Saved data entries
## Begin

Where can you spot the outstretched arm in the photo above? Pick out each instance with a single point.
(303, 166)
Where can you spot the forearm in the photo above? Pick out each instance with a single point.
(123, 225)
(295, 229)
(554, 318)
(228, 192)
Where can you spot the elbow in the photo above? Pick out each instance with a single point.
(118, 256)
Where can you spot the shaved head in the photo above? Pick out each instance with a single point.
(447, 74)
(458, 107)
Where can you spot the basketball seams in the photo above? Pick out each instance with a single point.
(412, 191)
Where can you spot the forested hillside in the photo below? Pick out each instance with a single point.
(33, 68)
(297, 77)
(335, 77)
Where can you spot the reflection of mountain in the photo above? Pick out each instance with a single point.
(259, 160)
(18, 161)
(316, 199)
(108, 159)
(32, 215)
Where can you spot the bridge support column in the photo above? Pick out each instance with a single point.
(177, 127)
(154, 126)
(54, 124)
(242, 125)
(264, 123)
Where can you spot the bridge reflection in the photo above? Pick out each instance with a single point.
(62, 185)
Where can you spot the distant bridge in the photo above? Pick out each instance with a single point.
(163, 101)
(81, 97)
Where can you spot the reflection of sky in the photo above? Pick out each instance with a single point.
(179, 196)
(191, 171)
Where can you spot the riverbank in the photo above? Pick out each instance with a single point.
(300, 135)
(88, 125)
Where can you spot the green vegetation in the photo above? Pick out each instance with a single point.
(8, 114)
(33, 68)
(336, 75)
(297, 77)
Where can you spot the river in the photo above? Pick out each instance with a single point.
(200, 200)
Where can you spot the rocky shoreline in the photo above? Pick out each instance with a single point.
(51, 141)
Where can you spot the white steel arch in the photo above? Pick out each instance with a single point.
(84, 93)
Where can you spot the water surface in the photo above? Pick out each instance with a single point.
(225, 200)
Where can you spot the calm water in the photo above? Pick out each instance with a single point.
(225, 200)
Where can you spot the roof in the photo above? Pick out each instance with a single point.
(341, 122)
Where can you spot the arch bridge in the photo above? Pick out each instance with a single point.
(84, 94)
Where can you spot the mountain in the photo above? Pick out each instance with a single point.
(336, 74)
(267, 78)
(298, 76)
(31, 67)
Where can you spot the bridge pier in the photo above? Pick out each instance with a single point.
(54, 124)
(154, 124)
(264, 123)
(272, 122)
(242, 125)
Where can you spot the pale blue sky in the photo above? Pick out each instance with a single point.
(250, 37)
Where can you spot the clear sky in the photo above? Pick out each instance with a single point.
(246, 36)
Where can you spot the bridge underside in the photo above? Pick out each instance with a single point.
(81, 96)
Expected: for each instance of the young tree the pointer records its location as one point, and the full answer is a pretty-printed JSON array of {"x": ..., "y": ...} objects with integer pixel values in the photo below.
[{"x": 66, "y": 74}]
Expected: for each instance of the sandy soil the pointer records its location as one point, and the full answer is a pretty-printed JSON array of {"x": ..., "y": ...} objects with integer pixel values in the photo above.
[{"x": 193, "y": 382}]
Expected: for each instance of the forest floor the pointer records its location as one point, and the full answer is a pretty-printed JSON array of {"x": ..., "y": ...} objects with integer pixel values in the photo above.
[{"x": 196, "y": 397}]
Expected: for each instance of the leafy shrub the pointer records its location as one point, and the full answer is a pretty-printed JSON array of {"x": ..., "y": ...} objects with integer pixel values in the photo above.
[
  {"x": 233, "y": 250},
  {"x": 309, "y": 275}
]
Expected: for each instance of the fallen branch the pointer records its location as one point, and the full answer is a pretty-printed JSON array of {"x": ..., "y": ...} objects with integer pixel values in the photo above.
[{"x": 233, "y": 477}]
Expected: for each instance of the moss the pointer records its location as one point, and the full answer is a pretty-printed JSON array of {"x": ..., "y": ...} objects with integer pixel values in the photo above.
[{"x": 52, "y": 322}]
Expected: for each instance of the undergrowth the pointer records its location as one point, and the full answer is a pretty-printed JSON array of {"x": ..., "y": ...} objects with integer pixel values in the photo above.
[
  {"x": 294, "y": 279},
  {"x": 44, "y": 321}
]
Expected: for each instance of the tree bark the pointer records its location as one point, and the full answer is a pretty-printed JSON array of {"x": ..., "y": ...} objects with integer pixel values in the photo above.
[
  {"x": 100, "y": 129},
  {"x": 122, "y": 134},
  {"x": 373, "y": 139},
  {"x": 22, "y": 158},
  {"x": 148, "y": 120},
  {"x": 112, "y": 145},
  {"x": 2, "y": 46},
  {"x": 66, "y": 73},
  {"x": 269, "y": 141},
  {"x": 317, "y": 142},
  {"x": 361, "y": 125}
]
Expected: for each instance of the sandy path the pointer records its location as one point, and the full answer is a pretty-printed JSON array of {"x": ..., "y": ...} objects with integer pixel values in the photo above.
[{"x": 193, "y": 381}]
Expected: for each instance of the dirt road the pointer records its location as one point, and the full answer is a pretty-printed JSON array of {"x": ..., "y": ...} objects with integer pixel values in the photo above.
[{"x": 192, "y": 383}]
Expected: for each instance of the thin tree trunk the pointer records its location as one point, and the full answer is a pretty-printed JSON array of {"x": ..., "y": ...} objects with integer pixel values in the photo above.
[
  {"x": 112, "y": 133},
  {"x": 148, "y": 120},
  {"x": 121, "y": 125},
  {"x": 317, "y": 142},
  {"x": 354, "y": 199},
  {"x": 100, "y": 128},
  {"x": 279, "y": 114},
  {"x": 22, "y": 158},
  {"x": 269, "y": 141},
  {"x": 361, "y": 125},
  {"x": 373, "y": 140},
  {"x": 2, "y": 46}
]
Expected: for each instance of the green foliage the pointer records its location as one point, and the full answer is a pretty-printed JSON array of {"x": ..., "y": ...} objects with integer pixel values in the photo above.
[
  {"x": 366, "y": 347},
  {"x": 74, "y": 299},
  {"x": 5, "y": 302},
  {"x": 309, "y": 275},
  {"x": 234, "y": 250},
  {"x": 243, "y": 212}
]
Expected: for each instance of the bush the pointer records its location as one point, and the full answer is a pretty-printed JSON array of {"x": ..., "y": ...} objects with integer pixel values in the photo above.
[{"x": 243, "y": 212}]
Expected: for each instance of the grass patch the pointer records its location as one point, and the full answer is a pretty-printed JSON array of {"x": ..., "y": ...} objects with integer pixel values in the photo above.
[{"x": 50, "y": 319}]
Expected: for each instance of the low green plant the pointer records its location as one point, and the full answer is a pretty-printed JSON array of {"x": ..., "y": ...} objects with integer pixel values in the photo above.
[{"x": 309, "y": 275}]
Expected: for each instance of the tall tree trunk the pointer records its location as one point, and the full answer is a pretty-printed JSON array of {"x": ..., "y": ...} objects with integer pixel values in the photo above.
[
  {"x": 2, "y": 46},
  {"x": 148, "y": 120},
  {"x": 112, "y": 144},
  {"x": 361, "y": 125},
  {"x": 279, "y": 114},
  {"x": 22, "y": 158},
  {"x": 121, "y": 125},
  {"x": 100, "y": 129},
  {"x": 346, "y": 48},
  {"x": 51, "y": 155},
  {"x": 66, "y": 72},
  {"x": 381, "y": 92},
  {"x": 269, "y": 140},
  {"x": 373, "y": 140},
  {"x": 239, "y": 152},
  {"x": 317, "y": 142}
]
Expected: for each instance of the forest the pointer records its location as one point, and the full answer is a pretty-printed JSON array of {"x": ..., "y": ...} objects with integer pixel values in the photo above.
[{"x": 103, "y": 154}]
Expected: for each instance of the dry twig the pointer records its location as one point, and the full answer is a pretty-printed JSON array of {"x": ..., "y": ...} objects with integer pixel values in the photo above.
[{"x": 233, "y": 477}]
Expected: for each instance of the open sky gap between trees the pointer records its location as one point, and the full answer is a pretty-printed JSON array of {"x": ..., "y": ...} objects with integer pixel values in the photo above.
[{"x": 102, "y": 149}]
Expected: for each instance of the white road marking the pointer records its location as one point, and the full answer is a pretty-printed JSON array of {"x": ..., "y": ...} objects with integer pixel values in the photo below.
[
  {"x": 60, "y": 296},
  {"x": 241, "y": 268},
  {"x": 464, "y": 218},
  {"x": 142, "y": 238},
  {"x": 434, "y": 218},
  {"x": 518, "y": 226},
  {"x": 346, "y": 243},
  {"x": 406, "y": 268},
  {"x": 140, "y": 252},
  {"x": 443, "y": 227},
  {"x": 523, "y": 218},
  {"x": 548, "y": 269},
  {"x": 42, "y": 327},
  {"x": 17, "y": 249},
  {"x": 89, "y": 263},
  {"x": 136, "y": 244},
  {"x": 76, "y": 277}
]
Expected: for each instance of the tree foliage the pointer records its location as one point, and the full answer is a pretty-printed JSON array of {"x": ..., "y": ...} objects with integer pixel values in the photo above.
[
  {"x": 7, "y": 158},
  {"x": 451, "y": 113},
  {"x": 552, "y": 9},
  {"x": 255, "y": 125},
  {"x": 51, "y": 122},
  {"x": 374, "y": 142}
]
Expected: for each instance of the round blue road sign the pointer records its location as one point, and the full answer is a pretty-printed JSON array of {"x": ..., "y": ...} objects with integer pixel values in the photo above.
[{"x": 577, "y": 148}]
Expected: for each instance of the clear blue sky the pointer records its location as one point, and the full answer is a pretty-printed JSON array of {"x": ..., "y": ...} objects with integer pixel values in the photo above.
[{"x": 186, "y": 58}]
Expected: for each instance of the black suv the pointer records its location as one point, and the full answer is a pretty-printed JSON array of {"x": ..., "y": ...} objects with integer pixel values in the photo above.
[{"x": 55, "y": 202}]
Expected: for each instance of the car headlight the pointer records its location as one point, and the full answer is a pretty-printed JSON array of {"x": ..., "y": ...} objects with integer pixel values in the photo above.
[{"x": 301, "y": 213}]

## End

Set down, word for word, only the lines running from the line with "Expected: for each instance of the white" to the last line of the listing above. Both of those lines belong in your answer.

> **WRITTEN ANSWER**:
Expected: for each instance of the white road marking the pointer records its location as one point, and the full answer is a pretty-printed JSON array of {"x": ..., "y": ...} objects with integer pixel values in the photo below.
[
  {"x": 60, "y": 296},
  {"x": 241, "y": 268},
  {"x": 464, "y": 218},
  {"x": 142, "y": 238},
  {"x": 434, "y": 218},
  {"x": 518, "y": 226},
  {"x": 346, "y": 243},
  {"x": 406, "y": 268},
  {"x": 140, "y": 252},
  {"x": 443, "y": 227},
  {"x": 523, "y": 218},
  {"x": 548, "y": 269},
  {"x": 42, "y": 327},
  {"x": 17, "y": 249},
  {"x": 89, "y": 263},
  {"x": 136, "y": 244},
  {"x": 76, "y": 277}
]
Expected: for each instance of the tree foliage the pointer records its location as one point, and the full answer is a pretty-printed JSON array of {"x": ..., "y": ...} objects with integer pixel values in the photo above.
[
  {"x": 7, "y": 158},
  {"x": 451, "y": 113},
  {"x": 552, "y": 9},
  {"x": 255, "y": 125},
  {"x": 51, "y": 122},
  {"x": 374, "y": 142}
]
Expected: for each instance of the round blue road sign the pointer records its location as one point, and the full answer is a pretty-printed JSON array of {"x": ..., "y": ...} objects with integer pixel values in the photo above.
[{"x": 577, "y": 148}]
Expected: for each instance of the clear blue sky the pointer records its location as one point, and the full answer is a pretty-printed JSON array of {"x": ..., "y": ...} objects with integer pixel values in the photo above.
[{"x": 186, "y": 58}]
Expected: for each instance of the black suv the pointer records its location as one point, and the full answer is a pretty-printed JSON array of {"x": ..., "y": ...} objects with integer pixel values in the photo above.
[{"x": 55, "y": 202}]
Expected: for each instance of the car headlight the pointer records its location as one point, and the full answer is a pretty-printed JSON array of {"x": ..., "y": ...} objects with integer pixel values in the photo above.
[{"x": 301, "y": 213}]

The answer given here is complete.